Data shown START

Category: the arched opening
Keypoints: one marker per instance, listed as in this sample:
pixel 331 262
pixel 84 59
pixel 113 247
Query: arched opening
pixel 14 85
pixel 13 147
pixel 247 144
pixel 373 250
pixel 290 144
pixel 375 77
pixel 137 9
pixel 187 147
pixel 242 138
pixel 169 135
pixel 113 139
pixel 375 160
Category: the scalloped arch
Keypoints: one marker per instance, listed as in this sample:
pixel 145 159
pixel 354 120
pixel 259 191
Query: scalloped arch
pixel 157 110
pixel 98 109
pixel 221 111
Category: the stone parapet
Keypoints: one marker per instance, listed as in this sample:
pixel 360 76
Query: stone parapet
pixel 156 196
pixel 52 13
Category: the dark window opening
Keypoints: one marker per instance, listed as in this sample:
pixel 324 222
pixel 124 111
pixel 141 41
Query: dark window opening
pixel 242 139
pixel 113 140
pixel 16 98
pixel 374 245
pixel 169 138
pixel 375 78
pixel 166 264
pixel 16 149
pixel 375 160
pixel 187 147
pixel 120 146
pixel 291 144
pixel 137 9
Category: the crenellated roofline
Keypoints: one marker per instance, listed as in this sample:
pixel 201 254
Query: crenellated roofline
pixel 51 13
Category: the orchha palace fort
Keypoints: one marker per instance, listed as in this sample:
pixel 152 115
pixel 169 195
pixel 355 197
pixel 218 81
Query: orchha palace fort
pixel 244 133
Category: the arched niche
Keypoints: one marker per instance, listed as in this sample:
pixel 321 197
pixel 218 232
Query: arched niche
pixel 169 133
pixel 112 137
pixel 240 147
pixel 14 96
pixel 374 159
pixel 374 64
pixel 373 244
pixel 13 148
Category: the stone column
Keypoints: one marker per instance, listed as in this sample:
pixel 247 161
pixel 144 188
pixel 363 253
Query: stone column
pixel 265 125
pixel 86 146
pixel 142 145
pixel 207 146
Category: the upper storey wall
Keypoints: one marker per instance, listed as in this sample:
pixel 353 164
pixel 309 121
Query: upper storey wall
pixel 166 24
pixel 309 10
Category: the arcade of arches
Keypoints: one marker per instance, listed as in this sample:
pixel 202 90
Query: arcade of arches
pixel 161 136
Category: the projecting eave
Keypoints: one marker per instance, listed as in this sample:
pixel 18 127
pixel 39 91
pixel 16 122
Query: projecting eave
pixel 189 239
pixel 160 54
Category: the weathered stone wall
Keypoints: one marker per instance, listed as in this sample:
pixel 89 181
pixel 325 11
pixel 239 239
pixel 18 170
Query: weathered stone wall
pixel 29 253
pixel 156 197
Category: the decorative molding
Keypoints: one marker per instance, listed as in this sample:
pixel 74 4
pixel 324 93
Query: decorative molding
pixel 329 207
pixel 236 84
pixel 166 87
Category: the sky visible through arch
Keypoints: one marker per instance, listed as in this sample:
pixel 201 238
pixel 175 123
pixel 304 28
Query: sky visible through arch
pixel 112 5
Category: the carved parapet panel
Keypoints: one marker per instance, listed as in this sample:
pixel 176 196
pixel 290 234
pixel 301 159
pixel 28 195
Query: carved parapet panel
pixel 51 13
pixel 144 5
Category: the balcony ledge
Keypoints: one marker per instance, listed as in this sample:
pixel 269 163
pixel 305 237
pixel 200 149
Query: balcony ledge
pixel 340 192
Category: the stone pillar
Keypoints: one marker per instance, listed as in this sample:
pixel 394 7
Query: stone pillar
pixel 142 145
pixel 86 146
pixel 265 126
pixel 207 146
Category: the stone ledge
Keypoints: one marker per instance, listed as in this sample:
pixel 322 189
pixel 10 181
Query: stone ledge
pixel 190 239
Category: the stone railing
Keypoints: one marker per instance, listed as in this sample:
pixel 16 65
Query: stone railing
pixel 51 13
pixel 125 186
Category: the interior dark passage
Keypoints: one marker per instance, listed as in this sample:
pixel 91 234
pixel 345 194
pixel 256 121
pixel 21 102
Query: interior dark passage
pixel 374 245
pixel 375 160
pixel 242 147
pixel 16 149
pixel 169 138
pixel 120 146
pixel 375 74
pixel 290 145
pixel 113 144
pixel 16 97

Data shown END

Task description: Your task is to reproduce all the material exactly as it stands.

Exercise response:
Category: the arched opening
Keypoints: one marker per instance, listed as in this sample:
pixel 331 262
pixel 84 59
pixel 113 247
Query: arched opening
pixel 14 85
pixel 13 147
pixel 247 144
pixel 373 250
pixel 290 144
pixel 375 77
pixel 137 9
pixel 187 147
pixel 242 138
pixel 169 135
pixel 113 139
pixel 375 160
Category: the scalloped arch
Keypoints: one marker per instance, listed as in this sample:
pixel 145 159
pixel 354 120
pixel 259 191
Query: scalloped arch
pixel 157 110
pixel 98 109
pixel 221 111
Category: the stone parapet
Keypoints: one marker per instance, listed as in this sample:
pixel 360 76
Query: stone parapet
pixel 156 196
pixel 52 13
Category: the dark window opening
Keypoints: one marker per instance, listed as in this sample:
pixel 324 222
pixel 124 111
pixel 141 41
Query: dark window opening
pixel 242 139
pixel 113 140
pixel 16 98
pixel 374 245
pixel 169 138
pixel 375 78
pixel 166 264
pixel 16 149
pixel 375 160
pixel 187 147
pixel 120 146
pixel 291 144
pixel 137 9
Category: the crenellated roofline
Keypoints: one marker per instance, listed as in this sample:
pixel 201 254
Query: crenellated roofline
pixel 51 13
Category: the orchha palace fort
Keypoints: one marker per instance, listed as in this sample:
pixel 152 115
pixel 169 195
pixel 355 197
pixel 218 81
Query: orchha palace fort
pixel 244 133
Category: the arched niche
Keypoints: one marker per instance, listed as in this sample:
pixel 321 197
pixel 218 232
Query: arched niche
pixel 169 133
pixel 112 137
pixel 240 147
pixel 14 96
pixel 374 159
pixel 374 64
pixel 373 244
pixel 13 148
Category: the stone column
Keypoints: one marker per instance, listed as in this sample:
pixel 247 161
pixel 144 188
pixel 363 253
Query: stone column
pixel 265 125
pixel 86 146
pixel 142 145
pixel 207 146
Category: the upper storey wall
Keypoints: one marker per instance, listed as in this sample:
pixel 353 164
pixel 309 121
Query: upper storey wall
pixel 166 24
pixel 309 10
Category: the arcade of arches
Keypoints: one marker per instance, listed as in this sample:
pixel 202 90
Query: arcade of arches
pixel 161 136
Category: the projecting eave
Keypoints: one marker per instance, listed as in this sample:
pixel 18 127
pixel 39 91
pixel 16 122
Query: projecting eave
pixel 189 239
pixel 160 54
Category: the weathered stone wall
Keypoints: one marker per instance, listed as in this sample:
pixel 89 181
pixel 325 11
pixel 239 239
pixel 18 170
Query: weathered stone wall
pixel 29 253
pixel 156 197
Category: the decorative molding
Keypoints: one marker per instance, listed as in this sample:
pixel 74 4
pixel 324 93
Query: decorative molding
pixel 329 207
pixel 236 84
pixel 166 87
Category: the sky visible through arch
Keypoints: one marker per instance, listed as in this sample:
pixel 201 238
pixel 175 123
pixel 304 28
Query: sky visible through arch
pixel 112 5
Category: the carved parapet panel
Keypoints: one marker per instance, listed as in this sample:
pixel 176 196
pixel 290 234
pixel 301 159
pixel 28 195
Query: carved parapet panel
pixel 51 13
pixel 144 5
Category: the balcony ledge
Keypoints: one marker per instance, listed as in this sample:
pixel 269 163
pixel 305 237
pixel 200 149
Query: balcony ledge
pixel 340 192
Category: the stone pillar
Keypoints: one marker per instance, listed as in this sample:
pixel 394 7
Query: stone pillar
pixel 142 145
pixel 86 146
pixel 265 126
pixel 207 146
Category: the stone ledge
Keypoints: one marker per instance, listed as in this sample:
pixel 322 189
pixel 10 181
Query: stone ledge
pixel 190 239
Category: the stone railing
Keypoints: one marker per instance, listed as in this sample:
pixel 16 65
Query: stone railing
pixel 51 13
pixel 125 186
Category: the interior dark passage
Keypoints: one marker per instance, listed as in this sample:
pixel 91 234
pixel 345 194
pixel 256 121
pixel 21 102
Query: interior dark passage
pixel 374 245
pixel 375 160
pixel 242 147
pixel 16 149
pixel 169 138
pixel 120 146
pixel 375 74
pixel 290 145
pixel 113 144
pixel 16 97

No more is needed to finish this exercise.